==== Material ====
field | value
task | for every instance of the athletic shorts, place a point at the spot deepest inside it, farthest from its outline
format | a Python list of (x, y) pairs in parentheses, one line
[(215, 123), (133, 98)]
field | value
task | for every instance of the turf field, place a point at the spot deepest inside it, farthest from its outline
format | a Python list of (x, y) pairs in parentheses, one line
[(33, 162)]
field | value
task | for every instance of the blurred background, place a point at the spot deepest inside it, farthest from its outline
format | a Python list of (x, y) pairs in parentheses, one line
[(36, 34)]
====
==== Material ====
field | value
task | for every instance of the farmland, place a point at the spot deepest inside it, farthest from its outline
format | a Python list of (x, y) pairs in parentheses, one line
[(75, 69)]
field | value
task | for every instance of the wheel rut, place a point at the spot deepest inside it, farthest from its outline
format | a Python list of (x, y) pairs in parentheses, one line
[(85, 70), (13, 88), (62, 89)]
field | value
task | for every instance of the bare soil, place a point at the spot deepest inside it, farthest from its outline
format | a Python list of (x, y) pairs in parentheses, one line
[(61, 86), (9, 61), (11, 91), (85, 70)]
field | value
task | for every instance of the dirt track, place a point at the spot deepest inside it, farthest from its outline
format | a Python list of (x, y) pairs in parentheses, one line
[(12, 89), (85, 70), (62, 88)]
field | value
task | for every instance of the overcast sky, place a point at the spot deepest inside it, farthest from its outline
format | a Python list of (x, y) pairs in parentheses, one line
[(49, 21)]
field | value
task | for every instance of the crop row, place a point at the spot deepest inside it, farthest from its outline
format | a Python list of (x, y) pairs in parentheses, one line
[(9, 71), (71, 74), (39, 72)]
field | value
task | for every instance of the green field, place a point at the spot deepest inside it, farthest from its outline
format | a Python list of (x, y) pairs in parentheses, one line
====
==== Material ====
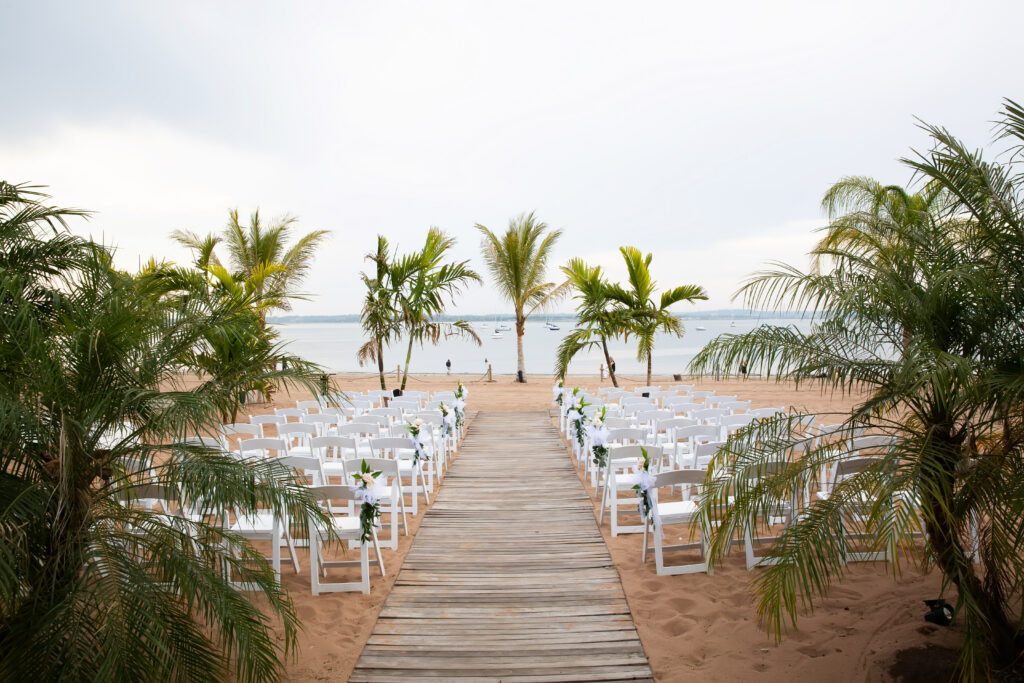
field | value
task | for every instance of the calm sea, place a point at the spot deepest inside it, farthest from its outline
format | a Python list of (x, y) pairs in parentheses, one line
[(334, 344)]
====
Exercise instructions:
State how many lines in the rows above contain the string "from". Give only the number.

Expected answer:
11